| Qué harás |
A) Enumera todos los nombres de lugares que aparecen en el texto sobre Carlos Quintero.
B) Transcribe sin cambios el fragmento del texto sobre Carlos Quintero que comienza con "La isla de El" y continúa hasta "toda una vida.".
C) Prolonga el texto sobre Carlos Quintero a partir de su última oración.

| Texto del ejercicio |
Tal vez sea Carlos Quintero el investigador que más haya incidido sobre las múltiples cuestiones, tanto históricas, costumbristas, legendarias, geográficas, de la flora y fauna que durante siglos han impregnado la historia de nuestra isla herreña. Sus libros, escritos con un cuidado literario exquisito y original, no le supusieron dificultad alguna porque se entusiasmaba con cualquier descubrimiento que lograra, abarcando desde la vertiente sociológica-convivencial hasta desgajarnos con minuciosidad la morfología botánica de la hierba pastel.

La isla de El Hierro constituyó un desvelo inusitado en aras de entresacar y revitalizar, a través de la memoria, acontecimientos históricos que tuvo que buscarlos no solo en los viejos cajones de aquellos que se los suministraban, sino que, además, muchos de sus apuntes, los más recientes, fueron retazos plenamente estudiados de una vida dedicada a su isla.

Éramos de distintas generaciones, el se había ido a Madrid a desarrollar sus estudios sobre Geodesia, mientras yo en El Hierro estudiaba Bachillerato en la academia de la maestra doña Inocencia, para una vez terminado viajar a Salamanca a adentrarme en los vericuetos de la Medicina. Pero como teníamos la misma dedicación por saber más y más de la Isla, nuestro encuentro fue satisfactorio y estimulante, más por mi parte, porque encontré en sus conversaciones y en sus libros lo que no hubiese conseguido quizás en toda una vida.

| Datos proporcionados |
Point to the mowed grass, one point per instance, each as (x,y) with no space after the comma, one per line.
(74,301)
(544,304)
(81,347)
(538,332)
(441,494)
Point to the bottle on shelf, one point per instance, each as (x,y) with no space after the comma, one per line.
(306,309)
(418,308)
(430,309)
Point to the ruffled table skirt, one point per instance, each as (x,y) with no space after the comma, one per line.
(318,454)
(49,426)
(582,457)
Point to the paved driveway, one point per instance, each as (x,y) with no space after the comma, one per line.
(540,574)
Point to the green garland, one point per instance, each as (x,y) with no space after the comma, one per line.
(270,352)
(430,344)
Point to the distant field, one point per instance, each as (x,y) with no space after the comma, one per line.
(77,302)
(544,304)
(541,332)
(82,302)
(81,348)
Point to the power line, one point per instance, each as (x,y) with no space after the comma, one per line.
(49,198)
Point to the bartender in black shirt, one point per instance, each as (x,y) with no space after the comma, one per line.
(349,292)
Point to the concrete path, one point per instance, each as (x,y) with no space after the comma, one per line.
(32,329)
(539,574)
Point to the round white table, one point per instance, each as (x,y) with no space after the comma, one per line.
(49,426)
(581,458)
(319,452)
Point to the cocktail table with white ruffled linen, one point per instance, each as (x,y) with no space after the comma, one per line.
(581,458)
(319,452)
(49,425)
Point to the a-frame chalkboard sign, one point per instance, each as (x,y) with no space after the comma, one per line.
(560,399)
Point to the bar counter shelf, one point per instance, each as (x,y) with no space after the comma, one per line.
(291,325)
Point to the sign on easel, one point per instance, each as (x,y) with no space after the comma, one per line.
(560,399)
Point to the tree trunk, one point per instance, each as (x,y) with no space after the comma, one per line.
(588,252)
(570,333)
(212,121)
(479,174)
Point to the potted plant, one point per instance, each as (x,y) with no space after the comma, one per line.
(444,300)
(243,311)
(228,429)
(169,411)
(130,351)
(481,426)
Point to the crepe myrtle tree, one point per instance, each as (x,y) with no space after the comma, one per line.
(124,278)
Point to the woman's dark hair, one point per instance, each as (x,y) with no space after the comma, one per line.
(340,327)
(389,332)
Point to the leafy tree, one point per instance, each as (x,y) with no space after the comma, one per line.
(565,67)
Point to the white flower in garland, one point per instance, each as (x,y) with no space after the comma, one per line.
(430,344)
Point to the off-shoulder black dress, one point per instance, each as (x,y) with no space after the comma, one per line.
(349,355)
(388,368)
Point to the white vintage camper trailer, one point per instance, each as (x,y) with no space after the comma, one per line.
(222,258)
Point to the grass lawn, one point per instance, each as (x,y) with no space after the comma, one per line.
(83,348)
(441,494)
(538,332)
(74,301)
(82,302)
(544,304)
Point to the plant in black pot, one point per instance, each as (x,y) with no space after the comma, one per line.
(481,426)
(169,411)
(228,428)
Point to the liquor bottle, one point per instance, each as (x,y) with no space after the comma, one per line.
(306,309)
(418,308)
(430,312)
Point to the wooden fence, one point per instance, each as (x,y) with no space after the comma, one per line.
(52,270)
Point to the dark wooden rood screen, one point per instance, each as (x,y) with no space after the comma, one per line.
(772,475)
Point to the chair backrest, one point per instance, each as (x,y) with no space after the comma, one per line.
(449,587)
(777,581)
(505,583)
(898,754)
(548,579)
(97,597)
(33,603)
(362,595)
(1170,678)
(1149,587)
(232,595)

| Respuestas |
A) El Hierro, Madrid, Salamanca

B)
La isla de El Hierro constituyó un desvelo inusitado en aras de entresacar y revitalizar, a través de la memoria, acontecimientos históricos que tuvo que buscarlos no solo en los viejos cajones de aquellos que se los suministraban, sino que, además, muchos de sus apuntes, los más recientes, fueron retazos plenamente estudiados de una vida dedicada a su isla.

Éramos de distintas generaciones, el se había ido a Madrid a desarrollar sus estudios sobre Geodesia, mientras yo en El Hierro estudiaba Bachillerato en la academia de la maestra doña Inocencia, para una vez terminado viajar a Salamanca a adentrarme en los vericuetos de la Medicina. Pero como teníamos la misma dedicación por saber más y más de la Isla, nuestro encuentro fue satisfactorio y estimulante, más por mi parte, porque encontré en sus conversaciones y en sus libros lo que no hubiese conseguido quizás en toda una vida.

C)
Carlos nos regaló su sabiduría, no teniendo reparo alguno en indicarnos el camino que había seguido para dar con este o aquel episodio de la vida herreña, constituyéndose en uno de aquellos personajes en cuya búsqueda, a pesar de la distancia que nos dispuso la vida, intenté en un momento determinado ir, para poner oídos a su conversación sabia y pausada, desde su casa en La Caleta o en la distancia de Arenas Blancas, que veíamos a los lejos desde la terraza del Hotel Balneario del Pozo de la Salud e intuyendo a nuestras espaldas los Roques de Salmor o el mirador de Bascos y, más recientemente, cerca de su casa en Santa Cruz, en la plaza de la cafetería El Águila, donde nos refirió el proyecto del nuevo libro que iba a iniciar sobre personajes herreños.

La isla de El Hierro era protagonista obligada en nuestras conversaciones y, a pesar de la distancia, la preocupación hacia ella era una constante, porque la Isla nos atrae, nos enamora, quizás porque desde la lejanía reactiva una nostalgia imperecedera en la búsqueda de nuevos encuentros.

Carlos, con la sencillez de una juventud que no perdió a pesar de sus 91 años, es un referente obligado para la isla de El Hierro y, sobre todo, para mí al desbrozar un sinfín de acontecimientos históricos que se mezclaron con una amistad tardía, pero reconfortante, amistad que hace que esté en el catálogo de mis personajes herreños preferentes, y la Isla seguro que asimilará que fue también su valedor por el trabajo desinteresado por sacar a la luz viejas historias que servirán para ir recomponiendo un nuevo espacio de los que en ella viven y trabajan y de los que desde lejos la anhelamos, como Carlos Quintero: un buen amigo y mejor herreño.